- _PROMPT_
Reproduce the following lines character for character, from the first to the last.

[Start AVAILABLE DATA]

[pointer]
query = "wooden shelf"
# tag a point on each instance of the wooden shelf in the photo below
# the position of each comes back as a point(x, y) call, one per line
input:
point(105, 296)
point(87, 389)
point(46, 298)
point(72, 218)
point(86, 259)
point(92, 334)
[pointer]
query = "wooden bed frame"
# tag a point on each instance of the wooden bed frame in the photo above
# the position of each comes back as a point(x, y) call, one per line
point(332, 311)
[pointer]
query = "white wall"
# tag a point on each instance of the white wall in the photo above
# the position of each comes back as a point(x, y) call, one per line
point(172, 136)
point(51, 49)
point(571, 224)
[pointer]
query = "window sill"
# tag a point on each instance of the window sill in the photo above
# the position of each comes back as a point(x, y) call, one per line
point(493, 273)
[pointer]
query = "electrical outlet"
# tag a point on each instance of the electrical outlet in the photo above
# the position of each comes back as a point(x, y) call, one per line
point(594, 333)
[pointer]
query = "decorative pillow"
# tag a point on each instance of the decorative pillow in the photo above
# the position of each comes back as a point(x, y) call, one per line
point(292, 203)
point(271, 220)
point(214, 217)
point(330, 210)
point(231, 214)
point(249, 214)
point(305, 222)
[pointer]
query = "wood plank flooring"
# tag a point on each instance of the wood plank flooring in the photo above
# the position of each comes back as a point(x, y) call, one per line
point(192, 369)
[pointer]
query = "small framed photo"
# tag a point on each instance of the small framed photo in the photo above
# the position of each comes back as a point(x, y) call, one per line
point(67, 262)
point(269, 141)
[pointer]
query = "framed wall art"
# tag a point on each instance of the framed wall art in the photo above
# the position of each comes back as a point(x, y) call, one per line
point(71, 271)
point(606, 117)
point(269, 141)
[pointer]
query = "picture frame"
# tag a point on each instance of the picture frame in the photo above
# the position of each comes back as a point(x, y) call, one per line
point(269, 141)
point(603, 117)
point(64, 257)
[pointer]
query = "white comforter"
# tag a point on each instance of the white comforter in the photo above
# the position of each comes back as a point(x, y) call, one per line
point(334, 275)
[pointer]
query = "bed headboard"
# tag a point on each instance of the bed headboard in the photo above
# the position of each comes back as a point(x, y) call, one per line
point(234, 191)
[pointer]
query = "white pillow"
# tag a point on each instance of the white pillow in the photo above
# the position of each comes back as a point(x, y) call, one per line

[End AVAILABLE DATA]

- _SOLVED PROBLEM_
[pointer]
query = "wooden shelf"
# tag a point on each instance of the wooden shelf in the photo below
# the position of each comes back as a point(x, y) call, one per line
input:
point(105, 296)
point(87, 389)
point(46, 298)
point(72, 218)
point(86, 259)
point(92, 334)
[pointer]
query = "wooden bed frame"
# tag a point on each instance of the wooden bed frame in the photo above
# the position of each comes back as a point(x, y) call, one per line
point(332, 311)
[pointer]
query = "white wall"
# tag a point on each instance of the white wall in the photo above
# the position of each comes back as a point(x, y) call, one per line
point(172, 136)
point(51, 49)
point(571, 224)
[pointer]
query = "window sill"
# tag a point on each instance of the window sill in the photo above
# the position of each comes back as a point(x, y) call, one per line
point(493, 273)
[pointer]
query = "electrical outlet"
# tag a point on each instance of the electrical outlet in the photo above
# the position of each comes back as a point(x, y) call, one per line
point(594, 333)
[pointer]
query = "decorative pillow"
# tag a point on each instance of the decorative pillow in the photo above
# the position of each comes back as a point(x, y) call, one per line
point(292, 203)
point(271, 220)
point(214, 217)
point(330, 210)
point(231, 214)
point(249, 214)
point(305, 222)
[pointer]
query = "wood plank flooring"
# tag a point on each instance of the wood plank flooring in the photo above
# the position of each comes back as a point(x, y) call, one per line
point(192, 369)
[pointer]
query = "small framed photo"
# tag a point on each instance of the small framed photo in the photo above
# the position of each comes back as a point(x, y) call, one per line
point(67, 262)
point(269, 141)
[pointer]
query = "framed wall art"
# tag a point on each instance of the framed wall art in the photo above
# the position of each comes back as a point(x, y) call, one per line
point(71, 271)
point(606, 117)
point(269, 141)
[pointer]
query = "picture frame"
# tag a point on each instance of the picture frame in the photo above
# the position of each comes back as a point(x, y) call, one per line
point(269, 141)
point(603, 117)
point(64, 257)
[pointer]
query = "white comforter"
# tag a point on each instance of the white comforter in the photo above
# the position of each comes back as a point(x, y) call, one per line
point(334, 275)
[pointer]
query = "bed headboard"
# tag a point on each instance of the bed headboard in the photo above
# the position of each comes back as a point(x, y) call, one per line
point(234, 191)
[pointer]
query = "white pillow"
# tag a point on each instance of the white pillow in the photo above
# the position of each comes back as a point(x, y) call, one per line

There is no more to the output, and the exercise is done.